Aim of the exercise » Extract each line of the records below that contains the word "green". Case counts.

Stored entries

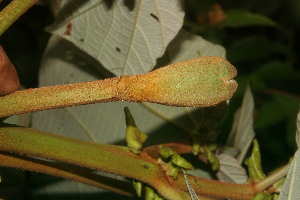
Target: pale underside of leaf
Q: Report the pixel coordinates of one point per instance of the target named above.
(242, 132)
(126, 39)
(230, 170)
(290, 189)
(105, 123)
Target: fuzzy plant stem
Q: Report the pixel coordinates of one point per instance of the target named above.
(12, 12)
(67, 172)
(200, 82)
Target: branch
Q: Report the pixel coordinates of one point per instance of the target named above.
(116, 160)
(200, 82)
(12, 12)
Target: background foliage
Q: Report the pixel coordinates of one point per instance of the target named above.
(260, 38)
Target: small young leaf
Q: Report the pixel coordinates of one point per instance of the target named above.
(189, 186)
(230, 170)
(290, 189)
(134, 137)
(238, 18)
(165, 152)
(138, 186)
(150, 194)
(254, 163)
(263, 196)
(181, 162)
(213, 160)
---
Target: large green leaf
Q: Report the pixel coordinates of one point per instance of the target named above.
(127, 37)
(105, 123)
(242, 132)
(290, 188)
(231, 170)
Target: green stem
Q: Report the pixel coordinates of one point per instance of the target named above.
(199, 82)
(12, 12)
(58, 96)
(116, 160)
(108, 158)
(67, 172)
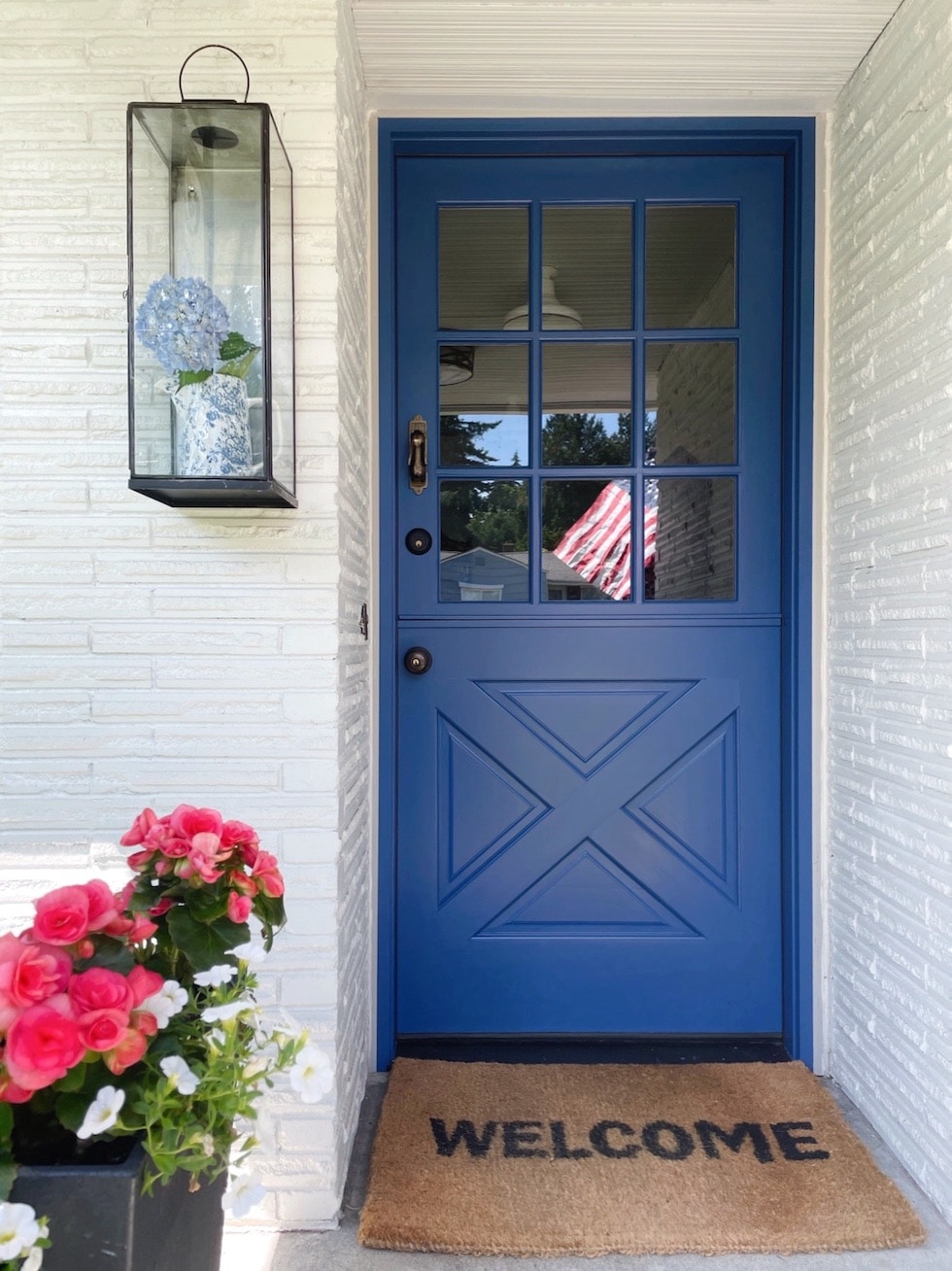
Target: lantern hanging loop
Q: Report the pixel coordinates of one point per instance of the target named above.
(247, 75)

Exercise solution »
Target: large green leaf
Target: green stem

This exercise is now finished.